◆ GIVEN PASSAGE
During injection operations, as depicted in FIG. 6A, injection fluid 186 entering vortex chamber 188 from central port 190 primarily travels in a radial direction within vortex chamber 188, as indicted by the arrows. Injection fluid 186 exits vortex chamber 188 with little spiraling and without experiencing the associated frictional and centrifugal losses. Injection fluid 186 then enters nozzle 184 that has a throat portion 192 and diffuser portion 194. As injection fluid 186 approaches throat portion 192 its velocity increases and its pressure decreases. In throat portion 192 injection fluid 186 reaches sonic velocity and therefore critical flow under the proper upstream and downstream pressure regimes.

During production operations, as depicted in FIG. 6B, production fluid 196 enters flow control component 180 and pass through nozzle 184 with little resistance. Production fluid 196 is then directed into vortex chamber 188 primarily in a tangentially direction which causes the fluid to spiral around vortex chamber 188, as indicted by the arrows, before eventually exiting through central port 190. Fluid spiraling around vortex chamber 188 suffers from frictional and centrifugal losses. Consequently, production fluid passing through flow control component 180 encounters significant resistance which results in a significant reduction in the production flowrate therethrough.

As another example, depicted in FIGS. 7A-7B, a two stage flow control component 200 is depicted in injection and production operations, respectively, that may be used to replace a single stage flow control component in a fluid flow control system described above. Flow control component 200 may preferably be an injection flow control component capable of substantially shutting off flow of an undesired fluid, for example, a hydrocarbon fluid during production operation. Flow control component 200 includes a first flow control element 202 in the form of a fluid diode and namely a vortex diode in series with a second flow control element 204 in the form of a fluid selector valve.

◆ EXERCISE OBJECTIVE
Write the next part of the passage on fluid flow control components, picking up after its last sentence.

Records in a dataset
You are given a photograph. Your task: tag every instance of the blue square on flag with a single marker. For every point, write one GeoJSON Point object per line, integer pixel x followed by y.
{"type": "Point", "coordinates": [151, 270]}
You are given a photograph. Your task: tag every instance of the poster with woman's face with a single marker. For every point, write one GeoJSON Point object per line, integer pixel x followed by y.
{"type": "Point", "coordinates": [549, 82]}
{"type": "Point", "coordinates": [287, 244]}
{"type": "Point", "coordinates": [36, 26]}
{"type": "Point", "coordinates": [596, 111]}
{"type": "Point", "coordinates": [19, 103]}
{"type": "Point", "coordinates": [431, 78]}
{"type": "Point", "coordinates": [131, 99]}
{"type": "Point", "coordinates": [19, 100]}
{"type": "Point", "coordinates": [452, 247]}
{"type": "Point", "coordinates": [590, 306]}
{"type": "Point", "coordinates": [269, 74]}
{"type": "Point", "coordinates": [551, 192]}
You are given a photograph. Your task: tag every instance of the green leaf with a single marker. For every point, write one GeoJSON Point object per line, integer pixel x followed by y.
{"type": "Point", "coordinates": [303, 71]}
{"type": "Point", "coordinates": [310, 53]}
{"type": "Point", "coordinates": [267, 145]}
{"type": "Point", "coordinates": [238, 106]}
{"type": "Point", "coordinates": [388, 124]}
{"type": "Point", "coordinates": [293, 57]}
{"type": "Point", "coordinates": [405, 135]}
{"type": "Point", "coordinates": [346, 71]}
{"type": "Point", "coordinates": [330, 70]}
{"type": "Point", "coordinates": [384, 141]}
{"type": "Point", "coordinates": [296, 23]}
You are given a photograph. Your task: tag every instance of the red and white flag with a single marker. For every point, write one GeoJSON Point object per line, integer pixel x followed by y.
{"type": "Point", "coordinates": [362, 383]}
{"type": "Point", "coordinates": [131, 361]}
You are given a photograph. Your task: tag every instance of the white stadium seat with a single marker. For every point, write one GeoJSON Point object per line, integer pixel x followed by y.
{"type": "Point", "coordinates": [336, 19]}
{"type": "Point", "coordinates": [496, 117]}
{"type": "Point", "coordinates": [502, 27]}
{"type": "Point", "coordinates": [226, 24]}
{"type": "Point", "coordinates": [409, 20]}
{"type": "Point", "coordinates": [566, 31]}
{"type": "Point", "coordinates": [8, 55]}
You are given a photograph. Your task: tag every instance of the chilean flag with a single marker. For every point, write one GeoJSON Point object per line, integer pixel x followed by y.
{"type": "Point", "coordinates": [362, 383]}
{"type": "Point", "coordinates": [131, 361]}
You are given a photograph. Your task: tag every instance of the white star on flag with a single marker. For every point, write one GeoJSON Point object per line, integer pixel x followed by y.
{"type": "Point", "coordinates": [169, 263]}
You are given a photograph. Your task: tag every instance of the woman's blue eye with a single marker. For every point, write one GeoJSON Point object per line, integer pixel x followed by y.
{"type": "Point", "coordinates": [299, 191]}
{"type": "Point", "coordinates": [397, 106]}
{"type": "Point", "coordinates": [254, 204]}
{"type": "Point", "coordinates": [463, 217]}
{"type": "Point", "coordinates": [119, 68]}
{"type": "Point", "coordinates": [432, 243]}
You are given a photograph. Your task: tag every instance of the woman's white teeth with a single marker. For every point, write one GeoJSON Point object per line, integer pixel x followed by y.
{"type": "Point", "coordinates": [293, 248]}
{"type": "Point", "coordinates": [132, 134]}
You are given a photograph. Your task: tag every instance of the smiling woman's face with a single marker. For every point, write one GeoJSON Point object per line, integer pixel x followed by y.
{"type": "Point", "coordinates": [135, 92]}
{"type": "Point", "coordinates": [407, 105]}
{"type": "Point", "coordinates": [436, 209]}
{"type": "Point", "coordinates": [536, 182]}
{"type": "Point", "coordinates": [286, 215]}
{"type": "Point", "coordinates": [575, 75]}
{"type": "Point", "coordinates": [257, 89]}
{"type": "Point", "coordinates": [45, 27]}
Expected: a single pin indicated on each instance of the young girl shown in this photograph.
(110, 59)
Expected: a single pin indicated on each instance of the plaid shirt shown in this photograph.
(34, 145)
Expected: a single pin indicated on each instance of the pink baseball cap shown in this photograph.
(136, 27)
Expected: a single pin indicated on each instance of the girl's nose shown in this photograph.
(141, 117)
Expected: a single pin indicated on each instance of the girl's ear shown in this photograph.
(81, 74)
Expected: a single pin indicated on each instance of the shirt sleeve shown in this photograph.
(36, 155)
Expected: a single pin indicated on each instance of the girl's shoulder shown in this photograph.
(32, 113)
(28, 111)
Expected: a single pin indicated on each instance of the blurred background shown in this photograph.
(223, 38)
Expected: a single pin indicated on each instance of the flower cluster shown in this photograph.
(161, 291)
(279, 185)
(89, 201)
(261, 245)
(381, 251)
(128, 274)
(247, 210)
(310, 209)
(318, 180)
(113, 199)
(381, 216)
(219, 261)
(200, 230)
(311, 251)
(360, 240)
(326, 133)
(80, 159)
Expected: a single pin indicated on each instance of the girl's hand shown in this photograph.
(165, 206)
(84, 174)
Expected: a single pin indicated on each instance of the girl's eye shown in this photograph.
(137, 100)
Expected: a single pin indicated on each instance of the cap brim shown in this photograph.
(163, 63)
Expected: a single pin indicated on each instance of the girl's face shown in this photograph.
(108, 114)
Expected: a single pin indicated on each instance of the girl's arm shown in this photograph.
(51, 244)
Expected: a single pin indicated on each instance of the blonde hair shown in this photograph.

◆ WRITTEN ANSWER
During injection operations, as depicted in FIG. 7A, injection fluid 206 entering vortex chamber 208 from central port 210 primarily travels in a radial direction within vortex chamber 208, as indicted by the arrows. Injection fluid 206 exits vortex chamber 208 with little spiraling and without experiencing the associated frictional and centrifugal losses. Injection fluid 206 then passes through fluid selector valve 204 with minimal resistance. During production operations, as depicted in FIG. 7B, production fluid 212 enters flow control component 200 and encounter fluid selector valve 204. In the illustrated embodiment, fluid selector valve 204 includes a material 214, such as a polymer, that swells when it comes in contact with hydrocarbons. As such, fluid selector valve 204 closes or substantially closes the fluid path through flow control component 200. Any production fluid 212 that passes through fluid selector valve 204 is then directed into vortex chamber 208 primarily in a tangentially direction which causes the fluid to spiral around vortex chamber 208, as indicted by the arrows, before eventually exiting through central port 210. Together, vortex chamber 208 and fluid selector valve 204 provide significant resistance to production therethrough.

FIG. 8 depicts a two stage flow control component 220 during production operations that may be used to replace a single stage flow control component in a fluid flow control system described above. Flow control component 220 may preferably be a production flow control component. Flow control component 220 includes a first flow control element 222 in the form of an inflow control device and namely a torturous path in series with a second flow control element 224 in the form of a vortex diode. During production operations, production fluid 226 enters flow control component 220 and encounter torturous path 222 which serves as the primary flow regulator of production flow. Production fluid 226 is then directed into vortex chamber 228 from central port 230 primarily in a radial direction, as indicted by the arrows, with little spiraling and without experiencing the associated frictional and centrifugal losses, before exit flow control component 220 through lateral port 232. During injection operations (not pictured), injection fluid would enter vortex chamber 228 primarily in a tangentially direction which causes the fluid to spiral around vortex chamber 228 before eventually exiting through central port 230. The injection fluid would then travel through torturous path 222. Together, vortex chamber 228 and torturous path 222 provide significant resistance to injection flow therethrough.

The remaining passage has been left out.